• _How to complete this task_: Search the listing below for the string "positive", then copy every line it appears in.

• _Data to use_:
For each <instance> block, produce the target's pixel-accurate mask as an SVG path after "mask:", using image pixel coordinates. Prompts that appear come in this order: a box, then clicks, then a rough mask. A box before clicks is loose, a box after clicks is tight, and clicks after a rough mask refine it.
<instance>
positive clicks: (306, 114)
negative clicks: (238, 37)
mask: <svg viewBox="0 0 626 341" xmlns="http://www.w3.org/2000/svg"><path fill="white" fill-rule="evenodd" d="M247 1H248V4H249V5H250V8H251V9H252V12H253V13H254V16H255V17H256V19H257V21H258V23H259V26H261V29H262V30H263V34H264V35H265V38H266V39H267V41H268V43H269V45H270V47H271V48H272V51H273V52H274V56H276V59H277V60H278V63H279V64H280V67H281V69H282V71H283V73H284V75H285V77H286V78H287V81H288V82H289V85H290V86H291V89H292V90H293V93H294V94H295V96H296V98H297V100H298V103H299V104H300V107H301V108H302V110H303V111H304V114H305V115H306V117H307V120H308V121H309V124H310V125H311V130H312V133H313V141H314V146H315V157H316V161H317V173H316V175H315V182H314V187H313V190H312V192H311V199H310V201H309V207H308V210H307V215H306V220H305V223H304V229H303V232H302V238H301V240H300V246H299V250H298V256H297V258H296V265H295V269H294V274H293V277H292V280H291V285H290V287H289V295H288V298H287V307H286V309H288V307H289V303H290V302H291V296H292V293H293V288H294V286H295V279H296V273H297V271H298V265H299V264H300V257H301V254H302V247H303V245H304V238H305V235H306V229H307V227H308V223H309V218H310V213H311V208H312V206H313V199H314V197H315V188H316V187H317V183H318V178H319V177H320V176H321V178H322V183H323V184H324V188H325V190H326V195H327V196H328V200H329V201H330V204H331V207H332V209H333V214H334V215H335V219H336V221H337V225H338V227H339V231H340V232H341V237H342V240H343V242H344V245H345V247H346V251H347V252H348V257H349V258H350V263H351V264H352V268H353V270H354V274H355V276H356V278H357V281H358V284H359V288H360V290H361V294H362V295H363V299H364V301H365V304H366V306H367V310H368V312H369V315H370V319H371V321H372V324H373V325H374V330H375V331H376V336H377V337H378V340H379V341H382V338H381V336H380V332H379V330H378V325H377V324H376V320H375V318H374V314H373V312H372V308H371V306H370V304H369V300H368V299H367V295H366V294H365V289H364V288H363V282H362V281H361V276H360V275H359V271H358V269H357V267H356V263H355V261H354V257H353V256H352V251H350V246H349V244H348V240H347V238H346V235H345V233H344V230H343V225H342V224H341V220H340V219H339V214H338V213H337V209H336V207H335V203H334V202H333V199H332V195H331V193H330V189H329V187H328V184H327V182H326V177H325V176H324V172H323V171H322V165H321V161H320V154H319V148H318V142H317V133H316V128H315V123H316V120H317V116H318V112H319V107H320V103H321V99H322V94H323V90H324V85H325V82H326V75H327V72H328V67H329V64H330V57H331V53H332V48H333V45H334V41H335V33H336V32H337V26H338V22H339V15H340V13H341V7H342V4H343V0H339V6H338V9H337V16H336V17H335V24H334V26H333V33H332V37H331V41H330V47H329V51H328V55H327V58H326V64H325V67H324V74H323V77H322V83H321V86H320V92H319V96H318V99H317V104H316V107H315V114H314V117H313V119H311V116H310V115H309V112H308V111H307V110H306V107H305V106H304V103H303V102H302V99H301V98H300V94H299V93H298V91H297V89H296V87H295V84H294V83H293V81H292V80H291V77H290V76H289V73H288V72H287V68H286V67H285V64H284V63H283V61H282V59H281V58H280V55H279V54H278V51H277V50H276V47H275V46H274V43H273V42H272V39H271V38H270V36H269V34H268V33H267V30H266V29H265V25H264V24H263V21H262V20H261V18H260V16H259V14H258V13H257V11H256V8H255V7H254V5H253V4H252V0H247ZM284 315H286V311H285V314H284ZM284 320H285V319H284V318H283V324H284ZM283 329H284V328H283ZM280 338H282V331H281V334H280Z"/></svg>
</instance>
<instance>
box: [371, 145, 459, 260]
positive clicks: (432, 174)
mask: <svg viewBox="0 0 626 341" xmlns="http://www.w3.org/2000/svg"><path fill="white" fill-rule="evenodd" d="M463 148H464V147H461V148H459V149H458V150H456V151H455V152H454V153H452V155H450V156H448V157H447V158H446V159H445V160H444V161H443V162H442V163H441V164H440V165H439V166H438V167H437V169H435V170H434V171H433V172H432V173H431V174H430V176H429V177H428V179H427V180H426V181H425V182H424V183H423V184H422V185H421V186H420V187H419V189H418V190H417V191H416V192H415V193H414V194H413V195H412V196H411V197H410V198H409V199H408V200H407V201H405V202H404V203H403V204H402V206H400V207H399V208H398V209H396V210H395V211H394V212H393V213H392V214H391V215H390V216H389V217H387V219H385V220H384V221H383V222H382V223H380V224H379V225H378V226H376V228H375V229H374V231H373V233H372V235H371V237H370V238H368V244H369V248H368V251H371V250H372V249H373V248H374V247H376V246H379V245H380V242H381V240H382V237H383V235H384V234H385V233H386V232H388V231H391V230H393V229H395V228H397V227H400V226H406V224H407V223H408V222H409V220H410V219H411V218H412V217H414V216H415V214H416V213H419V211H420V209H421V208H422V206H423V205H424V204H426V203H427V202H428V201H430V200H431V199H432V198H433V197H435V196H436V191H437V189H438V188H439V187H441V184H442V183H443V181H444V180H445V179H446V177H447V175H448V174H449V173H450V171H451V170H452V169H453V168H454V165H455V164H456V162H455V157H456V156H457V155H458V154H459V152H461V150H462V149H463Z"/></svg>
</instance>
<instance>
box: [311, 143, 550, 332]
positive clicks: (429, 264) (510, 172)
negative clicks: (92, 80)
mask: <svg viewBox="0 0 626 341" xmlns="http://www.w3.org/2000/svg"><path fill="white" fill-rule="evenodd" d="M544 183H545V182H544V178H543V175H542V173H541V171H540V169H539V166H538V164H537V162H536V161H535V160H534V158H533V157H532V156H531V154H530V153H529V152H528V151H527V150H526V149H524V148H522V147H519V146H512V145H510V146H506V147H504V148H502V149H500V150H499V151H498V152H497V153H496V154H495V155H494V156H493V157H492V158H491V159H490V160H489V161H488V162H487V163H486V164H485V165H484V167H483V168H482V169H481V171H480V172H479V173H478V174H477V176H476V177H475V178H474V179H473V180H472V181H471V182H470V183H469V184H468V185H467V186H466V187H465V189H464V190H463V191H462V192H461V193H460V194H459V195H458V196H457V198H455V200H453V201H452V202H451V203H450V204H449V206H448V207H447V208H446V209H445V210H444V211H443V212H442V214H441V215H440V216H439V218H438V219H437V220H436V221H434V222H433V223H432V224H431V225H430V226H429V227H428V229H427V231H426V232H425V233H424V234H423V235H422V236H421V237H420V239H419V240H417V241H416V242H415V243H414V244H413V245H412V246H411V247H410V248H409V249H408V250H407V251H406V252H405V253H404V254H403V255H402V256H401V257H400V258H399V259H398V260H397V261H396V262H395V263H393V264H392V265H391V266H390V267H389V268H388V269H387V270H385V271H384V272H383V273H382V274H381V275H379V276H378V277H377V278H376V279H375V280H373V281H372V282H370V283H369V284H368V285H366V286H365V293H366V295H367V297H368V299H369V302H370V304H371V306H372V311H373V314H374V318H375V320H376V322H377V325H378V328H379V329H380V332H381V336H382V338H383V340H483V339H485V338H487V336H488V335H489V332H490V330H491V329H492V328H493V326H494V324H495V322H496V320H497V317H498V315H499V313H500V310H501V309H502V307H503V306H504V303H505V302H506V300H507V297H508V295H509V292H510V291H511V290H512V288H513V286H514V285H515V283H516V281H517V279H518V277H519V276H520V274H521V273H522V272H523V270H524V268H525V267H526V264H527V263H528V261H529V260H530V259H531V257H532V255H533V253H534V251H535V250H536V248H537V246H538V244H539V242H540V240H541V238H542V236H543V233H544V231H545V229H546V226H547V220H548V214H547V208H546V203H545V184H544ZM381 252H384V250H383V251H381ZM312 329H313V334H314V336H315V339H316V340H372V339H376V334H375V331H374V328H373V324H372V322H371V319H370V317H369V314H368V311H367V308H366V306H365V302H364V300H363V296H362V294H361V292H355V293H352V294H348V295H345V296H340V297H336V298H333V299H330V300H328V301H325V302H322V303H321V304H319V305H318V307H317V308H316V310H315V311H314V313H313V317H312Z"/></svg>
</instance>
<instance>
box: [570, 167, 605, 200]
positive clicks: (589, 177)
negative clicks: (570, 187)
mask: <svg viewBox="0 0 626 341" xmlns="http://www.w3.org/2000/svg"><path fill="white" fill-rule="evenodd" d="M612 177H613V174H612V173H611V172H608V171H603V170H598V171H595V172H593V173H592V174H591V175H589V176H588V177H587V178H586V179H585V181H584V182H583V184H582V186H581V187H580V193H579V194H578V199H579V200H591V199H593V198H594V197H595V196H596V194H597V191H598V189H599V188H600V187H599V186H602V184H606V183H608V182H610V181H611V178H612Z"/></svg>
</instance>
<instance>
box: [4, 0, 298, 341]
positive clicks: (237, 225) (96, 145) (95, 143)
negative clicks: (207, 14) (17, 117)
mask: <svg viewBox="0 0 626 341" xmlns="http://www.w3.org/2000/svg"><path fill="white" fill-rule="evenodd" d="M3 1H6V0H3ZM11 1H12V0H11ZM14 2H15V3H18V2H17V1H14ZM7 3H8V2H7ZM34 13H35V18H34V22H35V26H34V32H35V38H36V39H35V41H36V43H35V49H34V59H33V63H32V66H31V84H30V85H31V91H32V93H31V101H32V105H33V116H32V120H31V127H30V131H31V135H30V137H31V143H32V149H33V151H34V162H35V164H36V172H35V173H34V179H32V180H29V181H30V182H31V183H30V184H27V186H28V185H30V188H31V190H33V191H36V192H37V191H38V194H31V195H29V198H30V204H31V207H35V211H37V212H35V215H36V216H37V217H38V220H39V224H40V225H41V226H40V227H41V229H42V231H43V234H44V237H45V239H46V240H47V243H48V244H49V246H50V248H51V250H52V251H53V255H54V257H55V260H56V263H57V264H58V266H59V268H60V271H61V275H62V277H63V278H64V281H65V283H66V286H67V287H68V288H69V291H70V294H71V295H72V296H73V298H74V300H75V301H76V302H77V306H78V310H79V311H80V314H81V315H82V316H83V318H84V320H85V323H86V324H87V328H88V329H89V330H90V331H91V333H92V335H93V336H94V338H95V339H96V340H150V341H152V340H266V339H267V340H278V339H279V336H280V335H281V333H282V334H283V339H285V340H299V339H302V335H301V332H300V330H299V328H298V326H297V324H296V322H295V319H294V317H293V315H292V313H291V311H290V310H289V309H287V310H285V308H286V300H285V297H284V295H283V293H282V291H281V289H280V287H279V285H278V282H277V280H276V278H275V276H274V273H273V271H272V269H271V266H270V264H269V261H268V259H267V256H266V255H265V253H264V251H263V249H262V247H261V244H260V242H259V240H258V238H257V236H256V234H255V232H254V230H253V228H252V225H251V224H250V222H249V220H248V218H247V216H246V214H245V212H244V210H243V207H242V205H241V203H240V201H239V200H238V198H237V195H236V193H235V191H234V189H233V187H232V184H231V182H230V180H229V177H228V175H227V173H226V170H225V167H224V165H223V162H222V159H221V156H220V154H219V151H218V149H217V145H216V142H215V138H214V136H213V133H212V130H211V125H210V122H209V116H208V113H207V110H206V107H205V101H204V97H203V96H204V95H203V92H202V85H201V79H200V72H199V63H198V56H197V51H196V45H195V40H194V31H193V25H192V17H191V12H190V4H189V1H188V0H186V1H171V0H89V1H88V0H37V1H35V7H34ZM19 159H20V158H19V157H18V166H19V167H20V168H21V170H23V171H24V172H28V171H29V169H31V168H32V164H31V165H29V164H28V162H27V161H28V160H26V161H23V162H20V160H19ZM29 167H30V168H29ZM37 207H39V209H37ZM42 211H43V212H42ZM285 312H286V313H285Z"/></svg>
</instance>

• _Answer box_:
positive clicks: (306, 114)
positive clicks: (432, 174)
positive clicks: (429, 264) (510, 172)
positive clicks: (589, 177)
positive clicks: (237, 225) (96, 145) (95, 143)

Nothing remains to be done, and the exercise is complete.